** Task instructions **
Quote the passage of the Impact Health ERP article between "Nearly overnight the" and "give total numbers.", inclusive.

** Opening Selected excerpt block **

Implementing an Enterprise Resource Planning (ERP) system and automating Impact Health’s accounting, payroll and other finance systems as its new COVID-19 testing business was exploding felt something like “building a 747 in the air,” according to CFO Jennifer Herdler.
Before the pandemic, the King of Prussia, Pennsylvania-based firm was a healthcare staffing personnel company that chiefly ran employee screenings measuring such things as cholesterol and sugar levels for corporate wellness programs. But with many employees working remotely early in the pandemic, that business dried up and Impact Health pivoted to running COVID-19 testing sites — some massive — for clients that included the state of Florida.
Nearly overnight the firm went from having about 300 nurses to now about 20,000 and its manual payroll system as well as its Quickbooks-based finance system weren’t able to keep up. Herdler, who last year became the firm’s CFO, arrived in July 2020 as a financial consultant tasked with replacing the company’s manual processes with an ERP.
The private company, which now has about 20,000 nurses that it contracts with, saw its revenue skyrocket 20-fold in 2020 from the previous year and in 2021 its revenue doubled, she said, declining to give total numbers.
“I came in and there was so much growth it was crazy,” Herdler said in an interview. “We really had to Band-Aid these solutions as well as to build out a long-term solution.”

** Closing Selected excerpt block **
** Opening Data block block **

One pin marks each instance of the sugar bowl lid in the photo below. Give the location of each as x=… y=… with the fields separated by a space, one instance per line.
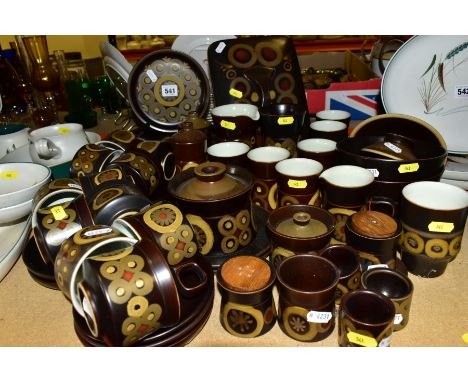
x=301 y=225
x=212 y=181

** Closing Data block block **

** Solution below **
Nearly overnight the firm went from having about 300 nurses to now about 20,000 and its manual payroll system as well as its Quickbooks-based finance system weren’t able to keep up. Herdler, who last year became the firm’s CFO, arrived in July 2020 as a financial consultant tasked with replacing the company’s manual processes with an ERP.
The private company, which now has about 20,000 nurses that it contracts with, saw its revenue skyrocket 20-fold in 2020 from the previous year and in 2021 its revenue doubled, she said, declining to give total numbers.